- **Listing**

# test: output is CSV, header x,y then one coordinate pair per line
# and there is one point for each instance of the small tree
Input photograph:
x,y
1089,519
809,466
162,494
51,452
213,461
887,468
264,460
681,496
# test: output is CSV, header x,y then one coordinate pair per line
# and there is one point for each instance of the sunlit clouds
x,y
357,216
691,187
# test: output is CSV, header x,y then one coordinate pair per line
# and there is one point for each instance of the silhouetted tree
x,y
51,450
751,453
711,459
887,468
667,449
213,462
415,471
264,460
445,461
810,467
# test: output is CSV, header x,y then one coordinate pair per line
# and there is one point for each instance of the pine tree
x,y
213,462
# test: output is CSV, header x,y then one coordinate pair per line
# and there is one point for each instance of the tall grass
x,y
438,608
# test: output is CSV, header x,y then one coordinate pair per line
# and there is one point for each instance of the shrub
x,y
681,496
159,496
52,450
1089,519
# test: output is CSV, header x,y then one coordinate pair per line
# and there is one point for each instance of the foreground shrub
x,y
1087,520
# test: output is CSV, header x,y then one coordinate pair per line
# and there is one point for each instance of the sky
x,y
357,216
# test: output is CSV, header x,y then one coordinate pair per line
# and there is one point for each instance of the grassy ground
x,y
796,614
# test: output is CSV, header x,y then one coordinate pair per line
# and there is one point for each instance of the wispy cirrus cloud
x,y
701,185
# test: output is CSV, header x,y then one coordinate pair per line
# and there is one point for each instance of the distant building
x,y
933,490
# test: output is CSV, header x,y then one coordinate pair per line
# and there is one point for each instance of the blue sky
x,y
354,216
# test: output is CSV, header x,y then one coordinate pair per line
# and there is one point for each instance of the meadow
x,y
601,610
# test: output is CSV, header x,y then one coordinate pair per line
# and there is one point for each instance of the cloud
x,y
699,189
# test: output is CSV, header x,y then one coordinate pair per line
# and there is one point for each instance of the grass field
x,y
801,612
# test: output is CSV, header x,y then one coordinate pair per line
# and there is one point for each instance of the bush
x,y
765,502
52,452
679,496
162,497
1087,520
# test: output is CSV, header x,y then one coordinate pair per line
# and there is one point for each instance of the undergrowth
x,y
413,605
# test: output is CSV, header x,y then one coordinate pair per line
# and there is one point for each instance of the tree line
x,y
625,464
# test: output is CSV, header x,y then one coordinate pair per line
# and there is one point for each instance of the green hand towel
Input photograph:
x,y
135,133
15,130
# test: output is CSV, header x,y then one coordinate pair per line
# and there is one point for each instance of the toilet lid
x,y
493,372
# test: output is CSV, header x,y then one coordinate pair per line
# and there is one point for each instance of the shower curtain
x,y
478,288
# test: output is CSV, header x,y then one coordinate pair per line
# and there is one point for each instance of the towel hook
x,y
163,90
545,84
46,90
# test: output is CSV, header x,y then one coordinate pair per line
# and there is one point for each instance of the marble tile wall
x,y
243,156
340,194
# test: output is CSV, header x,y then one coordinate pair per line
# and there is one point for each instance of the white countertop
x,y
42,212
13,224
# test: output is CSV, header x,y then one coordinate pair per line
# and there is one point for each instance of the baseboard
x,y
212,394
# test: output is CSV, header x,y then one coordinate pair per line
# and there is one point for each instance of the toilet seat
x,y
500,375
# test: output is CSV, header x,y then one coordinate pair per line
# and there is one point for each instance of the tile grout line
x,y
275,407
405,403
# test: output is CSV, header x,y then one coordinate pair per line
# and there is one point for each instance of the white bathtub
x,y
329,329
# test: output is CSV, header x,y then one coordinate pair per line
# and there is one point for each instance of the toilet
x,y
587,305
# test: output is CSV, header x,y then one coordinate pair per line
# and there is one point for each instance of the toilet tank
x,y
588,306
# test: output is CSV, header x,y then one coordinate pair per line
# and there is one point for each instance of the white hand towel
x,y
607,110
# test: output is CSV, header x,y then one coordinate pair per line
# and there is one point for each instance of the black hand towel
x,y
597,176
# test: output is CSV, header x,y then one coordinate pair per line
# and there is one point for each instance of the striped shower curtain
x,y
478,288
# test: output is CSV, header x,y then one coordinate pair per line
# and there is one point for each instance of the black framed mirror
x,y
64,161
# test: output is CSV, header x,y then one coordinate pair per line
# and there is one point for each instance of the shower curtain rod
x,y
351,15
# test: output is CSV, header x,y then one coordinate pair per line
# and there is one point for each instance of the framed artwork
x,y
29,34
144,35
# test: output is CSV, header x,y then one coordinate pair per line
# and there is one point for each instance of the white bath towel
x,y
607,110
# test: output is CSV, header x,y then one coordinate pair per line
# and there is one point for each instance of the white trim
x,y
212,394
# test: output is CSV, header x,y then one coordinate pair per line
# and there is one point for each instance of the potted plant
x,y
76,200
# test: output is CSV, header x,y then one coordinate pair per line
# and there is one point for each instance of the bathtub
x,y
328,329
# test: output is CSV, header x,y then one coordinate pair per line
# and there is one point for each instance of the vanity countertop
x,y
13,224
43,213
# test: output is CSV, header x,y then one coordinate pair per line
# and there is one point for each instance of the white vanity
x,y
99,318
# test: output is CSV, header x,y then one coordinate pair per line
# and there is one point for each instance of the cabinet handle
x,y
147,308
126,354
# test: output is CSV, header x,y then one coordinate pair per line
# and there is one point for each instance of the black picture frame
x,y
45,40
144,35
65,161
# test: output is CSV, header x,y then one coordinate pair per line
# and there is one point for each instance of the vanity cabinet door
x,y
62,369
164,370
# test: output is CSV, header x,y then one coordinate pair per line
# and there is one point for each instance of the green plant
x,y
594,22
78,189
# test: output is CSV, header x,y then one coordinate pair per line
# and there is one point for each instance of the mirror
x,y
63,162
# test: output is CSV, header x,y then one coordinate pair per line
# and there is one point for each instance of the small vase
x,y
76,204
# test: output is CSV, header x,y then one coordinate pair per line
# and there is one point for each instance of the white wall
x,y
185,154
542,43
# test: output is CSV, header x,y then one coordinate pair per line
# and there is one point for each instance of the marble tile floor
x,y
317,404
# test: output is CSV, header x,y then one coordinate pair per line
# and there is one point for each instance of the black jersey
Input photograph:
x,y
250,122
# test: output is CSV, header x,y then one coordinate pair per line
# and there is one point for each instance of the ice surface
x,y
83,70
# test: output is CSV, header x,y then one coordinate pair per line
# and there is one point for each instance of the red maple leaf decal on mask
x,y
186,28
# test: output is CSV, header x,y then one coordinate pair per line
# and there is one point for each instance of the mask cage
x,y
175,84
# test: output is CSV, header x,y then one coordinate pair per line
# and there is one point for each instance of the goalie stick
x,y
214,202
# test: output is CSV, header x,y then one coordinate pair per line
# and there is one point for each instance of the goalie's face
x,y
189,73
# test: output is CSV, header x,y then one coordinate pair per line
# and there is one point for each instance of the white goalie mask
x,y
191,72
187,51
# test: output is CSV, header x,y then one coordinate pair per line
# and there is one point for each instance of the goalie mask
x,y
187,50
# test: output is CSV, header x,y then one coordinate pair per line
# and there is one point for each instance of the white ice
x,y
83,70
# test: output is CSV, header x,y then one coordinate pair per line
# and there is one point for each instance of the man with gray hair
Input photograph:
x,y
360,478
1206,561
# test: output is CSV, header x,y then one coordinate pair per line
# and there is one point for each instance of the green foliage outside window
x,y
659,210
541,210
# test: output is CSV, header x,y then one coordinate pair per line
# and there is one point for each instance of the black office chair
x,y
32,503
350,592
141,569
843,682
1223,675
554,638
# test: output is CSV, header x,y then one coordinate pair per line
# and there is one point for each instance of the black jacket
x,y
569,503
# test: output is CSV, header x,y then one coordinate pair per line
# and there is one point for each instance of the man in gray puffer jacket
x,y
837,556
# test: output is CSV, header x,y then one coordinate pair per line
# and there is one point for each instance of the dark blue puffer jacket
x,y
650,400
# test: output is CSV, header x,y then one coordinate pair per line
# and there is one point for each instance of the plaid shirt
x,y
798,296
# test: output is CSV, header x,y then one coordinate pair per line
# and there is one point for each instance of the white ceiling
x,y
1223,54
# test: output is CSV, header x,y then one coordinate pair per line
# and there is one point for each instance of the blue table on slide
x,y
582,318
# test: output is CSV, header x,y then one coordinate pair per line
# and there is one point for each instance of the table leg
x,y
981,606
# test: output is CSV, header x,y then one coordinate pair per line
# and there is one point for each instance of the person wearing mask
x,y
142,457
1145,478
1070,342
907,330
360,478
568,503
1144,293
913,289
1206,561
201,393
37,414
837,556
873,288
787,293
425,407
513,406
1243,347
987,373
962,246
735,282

- **What the task requires**
Pull out each line of the material above that contains the string "vanity". Case counts.

- **Response below**
# and there is one point for each instance of the vanity countertop
# and there is one point for each instance of the white vanity
# and there is one point for each instance of the vanity cabinet door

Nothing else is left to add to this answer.